> _WHAT THIS TASK INVOLVES_
Extract every row below verbatim, leaving out the pictures.

> _TASK MATERIAL_
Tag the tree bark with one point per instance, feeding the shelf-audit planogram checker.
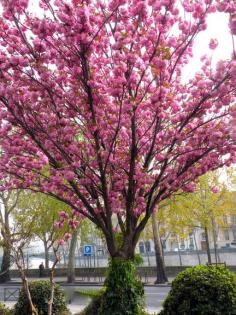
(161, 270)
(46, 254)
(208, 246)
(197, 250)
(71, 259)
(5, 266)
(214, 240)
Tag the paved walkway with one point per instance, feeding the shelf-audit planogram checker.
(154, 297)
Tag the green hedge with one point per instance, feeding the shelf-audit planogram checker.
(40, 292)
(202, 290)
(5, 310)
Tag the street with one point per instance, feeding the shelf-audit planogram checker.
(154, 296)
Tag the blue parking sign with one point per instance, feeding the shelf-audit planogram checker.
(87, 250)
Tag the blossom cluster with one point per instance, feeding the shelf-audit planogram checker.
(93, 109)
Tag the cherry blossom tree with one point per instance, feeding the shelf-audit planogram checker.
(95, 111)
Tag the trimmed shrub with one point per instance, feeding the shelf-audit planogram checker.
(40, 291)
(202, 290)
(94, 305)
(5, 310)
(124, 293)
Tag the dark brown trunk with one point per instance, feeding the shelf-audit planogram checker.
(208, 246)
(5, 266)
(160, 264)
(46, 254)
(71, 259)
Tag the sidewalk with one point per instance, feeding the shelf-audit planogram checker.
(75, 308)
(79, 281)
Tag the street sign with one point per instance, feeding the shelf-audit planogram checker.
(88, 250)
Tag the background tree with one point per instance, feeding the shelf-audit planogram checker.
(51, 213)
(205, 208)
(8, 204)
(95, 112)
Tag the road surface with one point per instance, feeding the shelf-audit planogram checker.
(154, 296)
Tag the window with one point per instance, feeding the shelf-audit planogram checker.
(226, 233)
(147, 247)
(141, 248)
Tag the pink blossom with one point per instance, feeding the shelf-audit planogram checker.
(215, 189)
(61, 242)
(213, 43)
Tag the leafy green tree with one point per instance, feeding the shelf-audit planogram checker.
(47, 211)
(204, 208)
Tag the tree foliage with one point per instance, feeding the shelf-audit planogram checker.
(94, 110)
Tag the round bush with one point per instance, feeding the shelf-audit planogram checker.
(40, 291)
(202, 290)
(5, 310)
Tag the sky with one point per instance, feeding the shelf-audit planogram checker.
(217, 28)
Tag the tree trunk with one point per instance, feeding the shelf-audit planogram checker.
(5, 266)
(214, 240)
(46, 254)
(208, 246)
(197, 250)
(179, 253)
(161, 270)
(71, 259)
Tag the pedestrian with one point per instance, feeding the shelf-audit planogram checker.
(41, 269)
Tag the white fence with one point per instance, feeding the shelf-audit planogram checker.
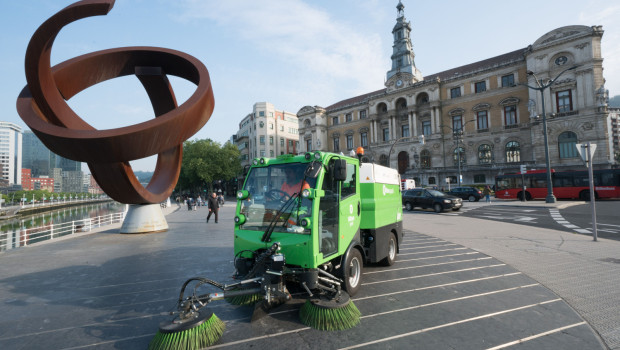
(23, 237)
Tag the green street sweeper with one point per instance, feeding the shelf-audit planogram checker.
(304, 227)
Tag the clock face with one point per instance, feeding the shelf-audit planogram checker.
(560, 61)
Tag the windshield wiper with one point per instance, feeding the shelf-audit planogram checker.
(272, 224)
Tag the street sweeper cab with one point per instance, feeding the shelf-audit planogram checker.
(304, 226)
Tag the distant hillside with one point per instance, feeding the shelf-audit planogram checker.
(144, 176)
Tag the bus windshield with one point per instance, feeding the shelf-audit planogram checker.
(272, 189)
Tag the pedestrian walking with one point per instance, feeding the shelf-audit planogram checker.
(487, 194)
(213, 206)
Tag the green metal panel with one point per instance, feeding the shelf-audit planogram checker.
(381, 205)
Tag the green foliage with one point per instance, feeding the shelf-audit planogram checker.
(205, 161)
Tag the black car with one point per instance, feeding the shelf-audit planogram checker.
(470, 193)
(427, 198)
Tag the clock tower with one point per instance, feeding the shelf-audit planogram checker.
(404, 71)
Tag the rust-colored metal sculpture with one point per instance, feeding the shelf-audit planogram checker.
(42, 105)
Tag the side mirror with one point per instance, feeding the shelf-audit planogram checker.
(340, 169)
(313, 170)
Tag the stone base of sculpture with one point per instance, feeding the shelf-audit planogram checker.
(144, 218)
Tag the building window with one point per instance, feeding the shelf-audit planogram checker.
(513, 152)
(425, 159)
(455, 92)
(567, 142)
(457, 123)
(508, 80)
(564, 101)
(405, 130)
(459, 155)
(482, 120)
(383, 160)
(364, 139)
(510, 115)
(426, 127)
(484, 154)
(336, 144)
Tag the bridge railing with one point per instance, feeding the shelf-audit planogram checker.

> _RESPONSE FOR THIS EXERCISE_
Tag the tree bark with one point per instance, feeding the shelf-audit planogram checker.
(161, 270)
(46, 254)
(208, 246)
(197, 250)
(71, 259)
(5, 266)
(214, 240)
Tag the paved walkway with one point per instance, feeding the shelf-audit planogram checker.
(154, 297)
Tag the green hedge with one point per instance, feeding the shelf-audit planogram checker.
(40, 292)
(202, 290)
(5, 310)
Tag the street with one point per instance, feeding the shelf-audit planogram checker.
(154, 296)
Tag the blue parking sign with one point per instance, feeding the shelf-audit planogram checker.
(87, 250)
Tag the blossom cluster with one point per instance, feeding the shelf-audit planogram checker.
(93, 109)
Tag the cherry blossom tree with one point per instance, feeding the shelf-audit planogram checker.
(95, 111)
Tag the trimmed shrub with one point per instance, feeding the shelf-audit planogram checker.
(40, 291)
(202, 290)
(94, 305)
(5, 310)
(124, 293)
Tag the dark brown trunk with one point per instance, feeding the shelf-audit planogram checker.
(208, 246)
(5, 266)
(160, 264)
(46, 254)
(71, 259)
Tag the sidewalk with one point per instance, feeding the shelf-audit planogram checker.
(75, 308)
(79, 281)
Tag the street sign with one point per instance, feeding the shelf-audit planogram checker.
(88, 250)
Tag the background tree with one point per instance, feeding the shelf-audit planogram checker.
(51, 213)
(205, 208)
(8, 204)
(95, 112)
Tag the road surface with one point per instance, feeding the shelf-audit planogram checker.
(154, 296)
Tag the window with one point per instance, feeding the shelf-audit planogram checker.
(226, 233)
(147, 247)
(141, 248)
Tag the pink blossom with one point per instance, feeding the shelf-audit planogram checker.
(215, 189)
(61, 242)
(213, 43)
Tag the leafy green tree with one point per instance, feeding the shelf-audit planogram checker.
(47, 211)
(204, 208)
Tag the tree foliage with one point per instance, feeding the shelf-audit planogram checker.
(94, 110)
Tag the round bush with one point per instance, feeding the shelf-audit planogram checker.
(40, 291)
(202, 290)
(5, 310)
Tag the sky with one point per instance, feeding the shelf-audit planogram checker.
(217, 28)
Tag the tree trunk with one point per instance, feeding the shelf-audit planogram checker.
(5, 266)
(214, 240)
(46, 254)
(208, 246)
(197, 250)
(179, 253)
(161, 270)
(71, 259)
Tag the pedestrian with one point per instance, feeding the shelf-audit planogram checker.
(41, 269)
Tag the white fence with one point per instance, feeding the shelf-audit planogram checker.
(23, 237)
Tag the green street sweeper with one point per instance, feeding the shelf-audit planogram checker.
(304, 227)
Tag the clock face with one point per instance, feeding the shelf-audit planogram checker.
(560, 61)
Tag the windshield wiper with one point per instance, feeding the shelf-audit planogram checker.
(272, 224)
Tag the street sweeper cab with one point per instance, feeding the shelf-audit planogram checker.
(304, 226)
Tag the distant hillside with one point per instance, feeding the shelf-audit planogram checker.
(144, 176)
Tag the bus windshield with one point per instance, feeding the shelf-audit planogram checker.
(272, 189)
Tag the pedestrian walking with one point per instance, feeding the shelf-audit planogram checker.
(487, 194)
(213, 206)
Tag the green metal panel with one point per instance, feeding the shelf-audit planogram checker.
(381, 205)
Tag the green foliage with one point per instance, feeding the shelf-audit planogram checker.
(205, 161)
Tag the black car with one point per instance, feeding the shelf-audit planogram checker.
(470, 193)
(427, 198)
Tag the clock tower with one point per instance, feeding the shelf-audit planogram checker.
(404, 71)
Tag the rust-colored metal sculpture with one point per instance, feeding the shelf-audit planogram checker.
(42, 105)
Tag the side mirror with one point per instance, feeding the shelf-audit planogram checker.
(340, 169)
(313, 170)
Tag the stone base of sculpture with one point per instance, feeding the shelf-audit planogram checker.
(144, 218)
Tag the building window with one point per instance, feeding the shelf-audit planogram checker.
(513, 152)
(425, 159)
(455, 92)
(567, 142)
(457, 123)
(508, 80)
(564, 101)
(405, 130)
(459, 155)
(482, 120)
(383, 160)
(364, 139)
(510, 115)
(426, 127)
(484, 154)
(336, 144)
Tag the bridge railing with one point per instance, feeding the shelf-audit planogram checker.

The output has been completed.